Request –
Find the line containing "Return a point for each instance of the glass stem" in the material below; copy that line and all following lines exactly.

(Object pointing dataset rows)
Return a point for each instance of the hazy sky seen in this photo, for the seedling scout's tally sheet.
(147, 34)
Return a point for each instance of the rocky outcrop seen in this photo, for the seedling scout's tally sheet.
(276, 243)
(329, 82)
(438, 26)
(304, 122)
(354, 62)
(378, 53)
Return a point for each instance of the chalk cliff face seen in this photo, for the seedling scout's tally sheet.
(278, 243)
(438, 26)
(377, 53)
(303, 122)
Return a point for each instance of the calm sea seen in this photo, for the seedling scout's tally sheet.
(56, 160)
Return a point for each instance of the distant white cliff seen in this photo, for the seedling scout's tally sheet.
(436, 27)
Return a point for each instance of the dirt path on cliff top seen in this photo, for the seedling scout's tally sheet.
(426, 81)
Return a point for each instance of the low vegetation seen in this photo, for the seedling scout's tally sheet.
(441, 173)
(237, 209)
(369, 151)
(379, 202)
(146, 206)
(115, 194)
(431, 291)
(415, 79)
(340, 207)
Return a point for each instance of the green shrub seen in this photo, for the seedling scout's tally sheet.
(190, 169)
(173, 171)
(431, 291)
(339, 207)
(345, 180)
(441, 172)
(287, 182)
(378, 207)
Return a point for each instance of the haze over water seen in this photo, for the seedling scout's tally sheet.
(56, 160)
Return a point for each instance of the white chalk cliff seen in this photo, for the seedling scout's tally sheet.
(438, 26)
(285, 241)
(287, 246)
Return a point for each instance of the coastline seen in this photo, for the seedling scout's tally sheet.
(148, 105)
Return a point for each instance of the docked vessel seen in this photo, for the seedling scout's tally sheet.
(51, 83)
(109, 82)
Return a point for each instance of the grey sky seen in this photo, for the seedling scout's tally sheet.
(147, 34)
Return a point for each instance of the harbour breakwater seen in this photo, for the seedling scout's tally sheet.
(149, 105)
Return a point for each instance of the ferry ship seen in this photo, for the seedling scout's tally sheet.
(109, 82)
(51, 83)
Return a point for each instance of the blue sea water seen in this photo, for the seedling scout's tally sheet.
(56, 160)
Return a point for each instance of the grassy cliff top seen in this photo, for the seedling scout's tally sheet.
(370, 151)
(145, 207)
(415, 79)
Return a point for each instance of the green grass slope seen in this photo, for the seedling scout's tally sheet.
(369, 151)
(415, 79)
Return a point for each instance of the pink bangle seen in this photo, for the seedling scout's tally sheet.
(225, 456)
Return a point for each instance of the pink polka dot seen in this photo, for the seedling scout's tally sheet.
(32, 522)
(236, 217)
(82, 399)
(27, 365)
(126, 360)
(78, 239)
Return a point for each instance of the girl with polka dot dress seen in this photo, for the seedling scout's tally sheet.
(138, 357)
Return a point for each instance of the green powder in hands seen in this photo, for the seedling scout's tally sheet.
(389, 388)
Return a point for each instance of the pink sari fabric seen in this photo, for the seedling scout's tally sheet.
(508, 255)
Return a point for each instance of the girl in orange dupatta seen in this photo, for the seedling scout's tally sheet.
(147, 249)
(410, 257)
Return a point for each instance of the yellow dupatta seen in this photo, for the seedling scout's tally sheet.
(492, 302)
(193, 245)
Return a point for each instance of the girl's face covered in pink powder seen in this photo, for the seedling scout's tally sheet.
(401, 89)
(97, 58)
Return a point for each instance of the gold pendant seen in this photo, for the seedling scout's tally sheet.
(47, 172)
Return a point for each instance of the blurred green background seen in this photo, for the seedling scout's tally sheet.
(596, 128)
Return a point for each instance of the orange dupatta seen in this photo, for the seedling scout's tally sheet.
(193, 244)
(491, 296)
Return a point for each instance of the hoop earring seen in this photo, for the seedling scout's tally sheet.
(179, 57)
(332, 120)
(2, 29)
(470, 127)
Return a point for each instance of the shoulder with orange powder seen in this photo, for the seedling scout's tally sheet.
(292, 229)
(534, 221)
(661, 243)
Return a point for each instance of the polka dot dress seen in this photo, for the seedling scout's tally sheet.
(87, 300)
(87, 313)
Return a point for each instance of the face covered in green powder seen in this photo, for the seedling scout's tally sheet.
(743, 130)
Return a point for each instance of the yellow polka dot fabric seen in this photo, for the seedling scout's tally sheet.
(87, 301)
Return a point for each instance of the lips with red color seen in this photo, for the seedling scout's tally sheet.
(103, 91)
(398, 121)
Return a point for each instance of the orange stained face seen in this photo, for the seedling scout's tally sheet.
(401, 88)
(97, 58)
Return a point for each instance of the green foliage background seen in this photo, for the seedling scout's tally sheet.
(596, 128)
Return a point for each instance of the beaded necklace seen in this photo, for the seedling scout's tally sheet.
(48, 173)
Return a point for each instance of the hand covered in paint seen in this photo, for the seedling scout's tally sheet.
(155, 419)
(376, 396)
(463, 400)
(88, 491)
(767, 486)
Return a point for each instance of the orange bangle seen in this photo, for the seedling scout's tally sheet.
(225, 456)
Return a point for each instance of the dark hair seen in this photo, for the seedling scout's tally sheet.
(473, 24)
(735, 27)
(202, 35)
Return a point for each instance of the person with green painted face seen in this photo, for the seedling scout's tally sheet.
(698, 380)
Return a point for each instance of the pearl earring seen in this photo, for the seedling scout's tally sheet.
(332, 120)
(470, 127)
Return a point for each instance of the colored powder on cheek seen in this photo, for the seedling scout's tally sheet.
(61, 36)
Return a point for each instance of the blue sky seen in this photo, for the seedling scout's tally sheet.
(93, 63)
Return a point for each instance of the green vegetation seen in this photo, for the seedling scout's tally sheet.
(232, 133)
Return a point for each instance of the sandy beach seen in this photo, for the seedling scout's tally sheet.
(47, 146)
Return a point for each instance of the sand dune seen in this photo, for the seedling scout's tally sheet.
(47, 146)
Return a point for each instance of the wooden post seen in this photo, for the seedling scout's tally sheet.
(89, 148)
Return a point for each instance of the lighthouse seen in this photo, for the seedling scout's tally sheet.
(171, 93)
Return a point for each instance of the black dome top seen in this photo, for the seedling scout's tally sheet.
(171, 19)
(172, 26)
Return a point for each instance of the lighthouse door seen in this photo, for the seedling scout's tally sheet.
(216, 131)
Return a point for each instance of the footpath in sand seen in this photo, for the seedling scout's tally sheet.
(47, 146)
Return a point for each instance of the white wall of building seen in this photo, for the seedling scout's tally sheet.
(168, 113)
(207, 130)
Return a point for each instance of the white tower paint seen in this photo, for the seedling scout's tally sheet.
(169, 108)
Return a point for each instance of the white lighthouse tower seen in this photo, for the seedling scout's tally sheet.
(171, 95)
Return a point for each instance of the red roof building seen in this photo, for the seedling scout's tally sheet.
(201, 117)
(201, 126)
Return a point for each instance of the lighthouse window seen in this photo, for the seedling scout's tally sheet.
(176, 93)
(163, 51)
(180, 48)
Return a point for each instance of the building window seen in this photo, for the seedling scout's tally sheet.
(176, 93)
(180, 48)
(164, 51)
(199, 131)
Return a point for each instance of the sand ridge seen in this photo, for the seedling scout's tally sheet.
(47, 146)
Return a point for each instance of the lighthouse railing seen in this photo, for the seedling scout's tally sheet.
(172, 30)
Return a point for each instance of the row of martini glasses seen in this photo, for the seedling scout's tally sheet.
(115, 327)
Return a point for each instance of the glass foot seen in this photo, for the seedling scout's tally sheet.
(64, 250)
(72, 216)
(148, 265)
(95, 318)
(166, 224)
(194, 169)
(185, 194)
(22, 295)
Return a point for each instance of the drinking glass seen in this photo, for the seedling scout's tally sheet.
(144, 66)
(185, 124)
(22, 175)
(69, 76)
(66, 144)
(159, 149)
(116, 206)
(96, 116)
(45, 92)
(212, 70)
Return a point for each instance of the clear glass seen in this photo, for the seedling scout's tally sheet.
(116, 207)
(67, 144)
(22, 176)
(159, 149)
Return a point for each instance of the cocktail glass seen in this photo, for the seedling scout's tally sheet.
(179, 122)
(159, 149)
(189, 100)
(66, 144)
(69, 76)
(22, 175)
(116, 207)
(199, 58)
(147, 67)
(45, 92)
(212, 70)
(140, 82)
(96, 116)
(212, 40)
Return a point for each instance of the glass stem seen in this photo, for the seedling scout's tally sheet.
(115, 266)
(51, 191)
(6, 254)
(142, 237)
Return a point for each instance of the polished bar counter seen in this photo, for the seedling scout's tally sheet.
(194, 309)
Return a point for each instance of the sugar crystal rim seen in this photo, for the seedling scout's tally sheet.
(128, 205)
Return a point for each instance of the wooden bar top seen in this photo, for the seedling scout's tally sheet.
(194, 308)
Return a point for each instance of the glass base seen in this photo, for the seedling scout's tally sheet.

Expected answer –
Return a point for each instance of the glass stem seen in this photo, for the seedling scout's tally sheet.
(115, 266)
(51, 191)
(6, 254)
(142, 237)
Return a point for each instance of the polished bar counter seen in this photo, for the seedling scout's tally sheet.
(194, 309)
Return a point for each instance of the sugar crystal rim seen in this photo, for the seedling scout's tally sheet.
(128, 205)
Return a point for each instance of the wooden bar top seen in this photo, for the seedling scout's tally sheet.
(194, 308)
Return a point for each instance of the glass base seen in this photo, for the seedling scout's tally sheet.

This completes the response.